▶ **Extracted text**
[Start of section]
Chinese dumplings which were laced with pesticide and made at least 10 Japanese people ill were probably poisoned on purpose, Japan's health minister says.
People said they fell ill and vomited after eating the dumplings
The frozen dumplings were contaminated with a highly toxic organophoshate pesticide methamidophos.
"Judging from the circumstantial evidence, we'd have to think that it's highly likely to be a crime," Yoichi Masuzoe told reporters.
The issue has triggered intensive media coverage and public alarm in Japan.
Japanese police say they want to work with their Chinese counterparts to investigate how the dumplings, known as gyoza in Japan, were poisoned.
The problem emerged last Wednesday, when 10 people were reported to have fallen ill from the dumplings - thin dough packets containing ground meat and vegetables which are then fried.
The dosage of pesticide was sufficiently concentrated to leave one five-year-old girl seriously ill.
By late Thursday there were unconfirmed reports of dozens of other cases.
[End of section]
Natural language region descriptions
[Start of section]
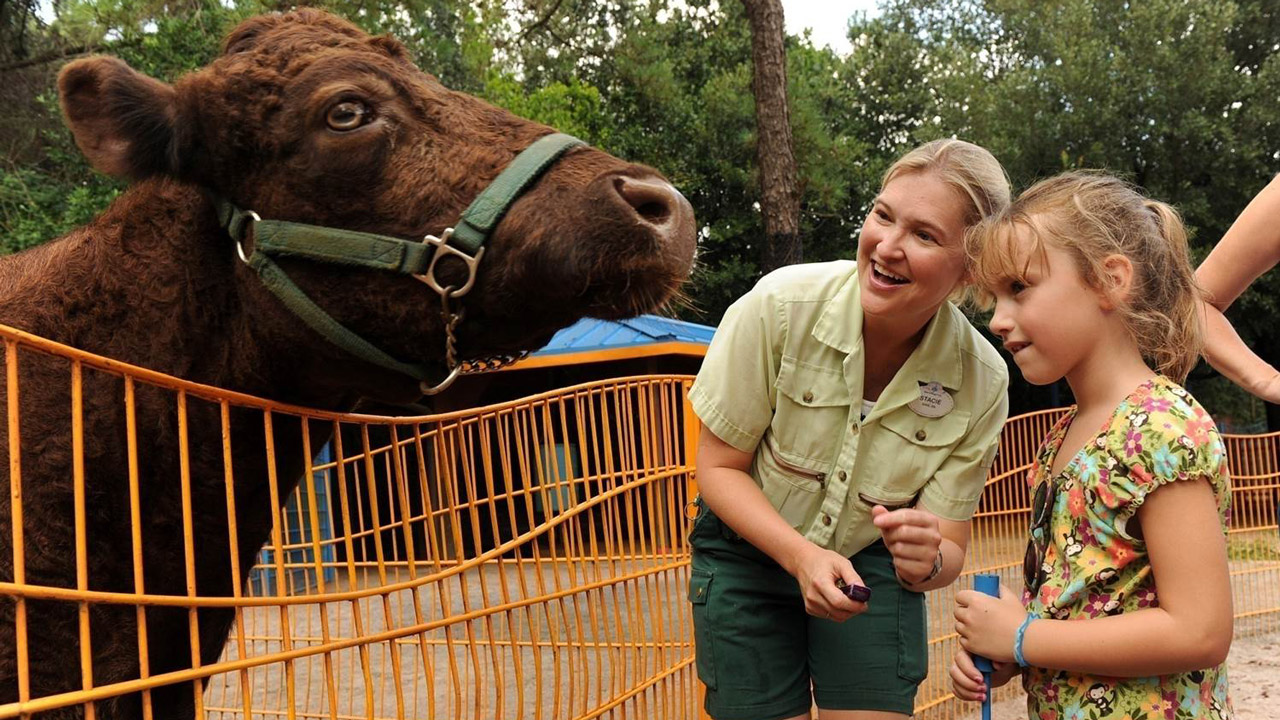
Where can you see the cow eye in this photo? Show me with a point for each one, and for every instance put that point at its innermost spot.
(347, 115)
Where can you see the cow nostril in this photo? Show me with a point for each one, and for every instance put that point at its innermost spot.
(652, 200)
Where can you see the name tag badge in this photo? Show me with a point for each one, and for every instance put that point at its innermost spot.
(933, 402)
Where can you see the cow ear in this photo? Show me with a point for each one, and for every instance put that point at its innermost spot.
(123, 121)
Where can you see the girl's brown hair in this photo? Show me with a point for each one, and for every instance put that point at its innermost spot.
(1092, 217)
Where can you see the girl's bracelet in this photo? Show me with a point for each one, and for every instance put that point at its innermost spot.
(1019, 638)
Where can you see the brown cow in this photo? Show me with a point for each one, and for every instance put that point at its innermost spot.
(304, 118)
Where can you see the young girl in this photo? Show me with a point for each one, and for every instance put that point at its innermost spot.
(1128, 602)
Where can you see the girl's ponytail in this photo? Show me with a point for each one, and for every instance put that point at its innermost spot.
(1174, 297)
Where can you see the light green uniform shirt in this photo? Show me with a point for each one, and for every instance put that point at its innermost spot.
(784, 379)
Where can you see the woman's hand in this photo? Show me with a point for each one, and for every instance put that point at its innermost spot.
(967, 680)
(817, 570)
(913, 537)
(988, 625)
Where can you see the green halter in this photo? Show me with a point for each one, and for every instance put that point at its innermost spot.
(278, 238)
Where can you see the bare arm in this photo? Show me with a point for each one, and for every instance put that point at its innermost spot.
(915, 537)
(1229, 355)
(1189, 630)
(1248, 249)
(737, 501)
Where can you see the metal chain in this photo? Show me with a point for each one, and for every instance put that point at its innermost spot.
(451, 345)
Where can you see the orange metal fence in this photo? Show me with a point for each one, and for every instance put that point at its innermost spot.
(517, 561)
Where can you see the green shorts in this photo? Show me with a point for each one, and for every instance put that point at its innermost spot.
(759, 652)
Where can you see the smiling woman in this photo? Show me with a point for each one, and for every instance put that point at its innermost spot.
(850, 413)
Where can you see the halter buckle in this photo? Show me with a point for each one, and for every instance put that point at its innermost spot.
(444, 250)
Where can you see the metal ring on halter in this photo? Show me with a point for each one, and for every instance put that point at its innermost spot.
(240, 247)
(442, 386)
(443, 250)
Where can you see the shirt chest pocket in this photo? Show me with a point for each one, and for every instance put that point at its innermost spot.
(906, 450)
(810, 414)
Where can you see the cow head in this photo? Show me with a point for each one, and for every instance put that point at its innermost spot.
[End of section]
▶ **Prompt 1**
From the dumpling news report, list every figure it gives for how many people were affected, with what each figure refers to.
▶ **Prompt 2**
Based on the dumpling news report, why was one five-year-old girl left seriously ill?

▶ **Response area 1**
- "at least 10 Japanese people" made ill by the pesticide-laced dumplings
- 10 people reported last Wednesday to have fallen ill from the dumplings
- one five-year-old girl left seriously ill
- "dozens of other cases" in unconfirmed reports by late Thursday

▶ **Response area 2**
The frozen dumplings were contaminated with methamidophos, a highly toxic pesticide. The dose of pesticide was concentrated enough to leave her seriously ill.